# Texte source
La dimension des massacres politiques perpétrés en Europe centrale apparaît pour ainsi dire pour la première fois, du moins avec un relief, un sens inédits. Pourtant, on savait à peu près tout, parfois depuis longtemps ; pourtant, Timothy Snyder n’a pas exhumé des archives inédites, il a surtout lu d’autres livres d’histoire. Certes, sa connaissance d’à peu près toutes les langues slaves, outre l’allemand, lui a permis d’exploiter la production importante des historiographies polonaises, ukrainiennes, biélorusses, très vivantes car stimulées par l’ouverture des archives et le besoin de reconstruction de la mémoire nationale après la chute de l’empire soviétique. 


Beaucoup de livres importants sur le communisme, la Shoah, le nazisme ont paru ces quinze dernières années, notamment ceux de Florent Brayard, de Christopher Browning, de Saul Friedlander, de Christian Ingrao, de Mark Mazower, de Nicolas Werth  , pour en rester à des publications en français. En un sens, Snyder n’a fait qu’une brillante synthèse de tout ces livres, mais la synthèse est créatrice : elle transforme les pièces d’un puzzle en un tableau d’ensemble.

Entre deux empires
L’originalité du livre tient à sa perspective territoriale mais il ne propose nullement une explication par l’espace ou quelque fétichisation de territoires qui seraient maudits par destination. Au contraire, il traite très peu, voire trop peu, des facteurs locaux de la violence : la longue histoire de l’antisémitisme traditionnel, les pogroms, les rancœurs interethniques, les périodes de violence diffuse faute de contrôle étatique, l’intrication — encore vivace aujourd’hui — entre nationalisme et antisémitisme.

# Données fournies

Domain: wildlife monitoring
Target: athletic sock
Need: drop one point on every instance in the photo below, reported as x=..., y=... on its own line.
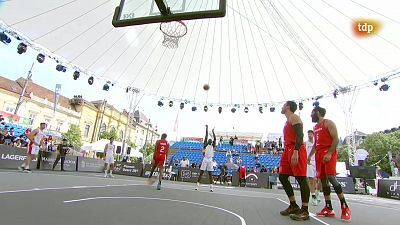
x=329, y=204
x=293, y=204
x=343, y=203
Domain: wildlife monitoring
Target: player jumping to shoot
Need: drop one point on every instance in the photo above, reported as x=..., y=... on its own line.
x=207, y=161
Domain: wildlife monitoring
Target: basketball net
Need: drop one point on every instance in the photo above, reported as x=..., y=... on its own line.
x=173, y=31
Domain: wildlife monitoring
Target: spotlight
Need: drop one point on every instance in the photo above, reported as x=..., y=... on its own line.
x=61, y=68
x=384, y=87
x=22, y=48
x=272, y=109
x=335, y=93
x=106, y=87
x=76, y=75
x=40, y=58
x=4, y=38
x=90, y=80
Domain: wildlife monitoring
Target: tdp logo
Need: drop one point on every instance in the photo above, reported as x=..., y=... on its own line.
x=366, y=27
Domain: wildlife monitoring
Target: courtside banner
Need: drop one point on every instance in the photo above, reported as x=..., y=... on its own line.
x=129, y=169
x=388, y=188
x=186, y=174
x=11, y=157
x=254, y=180
x=48, y=159
x=90, y=164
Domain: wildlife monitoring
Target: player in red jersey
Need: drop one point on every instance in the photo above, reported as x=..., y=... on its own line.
x=294, y=163
x=162, y=147
x=326, y=141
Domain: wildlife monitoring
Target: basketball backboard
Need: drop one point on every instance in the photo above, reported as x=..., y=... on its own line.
x=136, y=12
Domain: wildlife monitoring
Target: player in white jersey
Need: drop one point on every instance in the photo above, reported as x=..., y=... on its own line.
x=311, y=169
x=207, y=161
x=109, y=151
x=36, y=138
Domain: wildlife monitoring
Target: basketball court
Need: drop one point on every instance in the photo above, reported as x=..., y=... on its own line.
x=87, y=198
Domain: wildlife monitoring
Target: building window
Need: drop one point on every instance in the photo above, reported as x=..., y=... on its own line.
x=87, y=129
x=59, y=125
x=121, y=134
x=103, y=128
x=10, y=108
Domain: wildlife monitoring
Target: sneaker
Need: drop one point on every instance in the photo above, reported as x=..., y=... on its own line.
x=346, y=214
x=314, y=201
x=290, y=210
x=300, y=216
x=325, y=212
x=27, y=171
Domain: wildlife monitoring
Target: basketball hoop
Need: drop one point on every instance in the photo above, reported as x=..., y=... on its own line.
x=173, y=31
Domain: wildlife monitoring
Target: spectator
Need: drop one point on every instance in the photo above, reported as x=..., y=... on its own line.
x=239, y=161
x=185, y=162
x=9, y=138
x=263, y=169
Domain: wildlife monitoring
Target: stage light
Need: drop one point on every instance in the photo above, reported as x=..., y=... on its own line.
x=335, y=93
x=106, y=87
x=384, y=87
x=91, y=80
x=61, y=68
x=272, y=109
x=4, y=38
x=22, y=48
x=40, y=58
x=76, y=75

# Travail demandé
1: Répondez à ces questions d'après le texte source :
(a) Quelles langues Timothy Snyder connaît-il ?
(b) Depuis combien d'années ont paru beaucoup de livres importants sur le communisme, la Shoah et le nazisme ?
(c) D'où vient l'originalité du livre ?
2: Poursuivez le texte sur l'ouvrage de Timothy Snyder à partir de sa dernière phrase.

# Réponses
1:
(a) Il connaît à peu près toutes les langues slaves, et aussi l'allemand.
(b) Ils ont paru ces quinze dernières années.
(c) Elle tient à sa perspective territoriale.

2:
La singularité des terres de sang consiste avant tout dans leur situation de point de contact entre deux empires. 

Elles se trouvèrent ainsi occupées non pas une fois mais plusieurs, comme la Pologne orientale, occupée par les Soviétiques en 1939, puis par les nazis en 1941, puis à nouveau par les Soviétiques en 1945. Snyder montre comment les sociétés furent dévastées en profondeur, non seulement par la violence physique de la répression et des prédations, mais aussi moralement : des individus, des villages, des groupes entiers ont été forcés à plusieurs reprises de faire un choix impossible entre se soumettre, collaborer ou résister. 

Le livre évoque par exemple ces hommes biélorusses qui, après avoir participé aux tueries de Juifs de l’été 1941 ou servi dans les usines de morts de Treblinka, Belzec, Chelmno, Sobibor et Birkenau, se retrouvèrent dans les maquis soviétiques… où ils avaient été recrutés par des officiers juifs.

"L’Europe de Molotov-Ribbentrop fut une coproduction des Soviétiques et des nazis" . "Europe de Molotov-Ribbentrop" : l’expression souligne l’importance de l’alliance entre nazis et Soviétiques de 1939 à 1941, puis la lutte à mort qui les opposa en une "complicité belligérante", que symbolise la ligne Molotov-Ribbentrop. Cette ligne au milieu des terres du sang délimitait les zones  d’influence allemande et soviétique de la Baltique à la Mer Noire, elle fut négociée en août puis en septembre 1939 (c’est-à-dire juste avant puis après l’invasion de la Pologne)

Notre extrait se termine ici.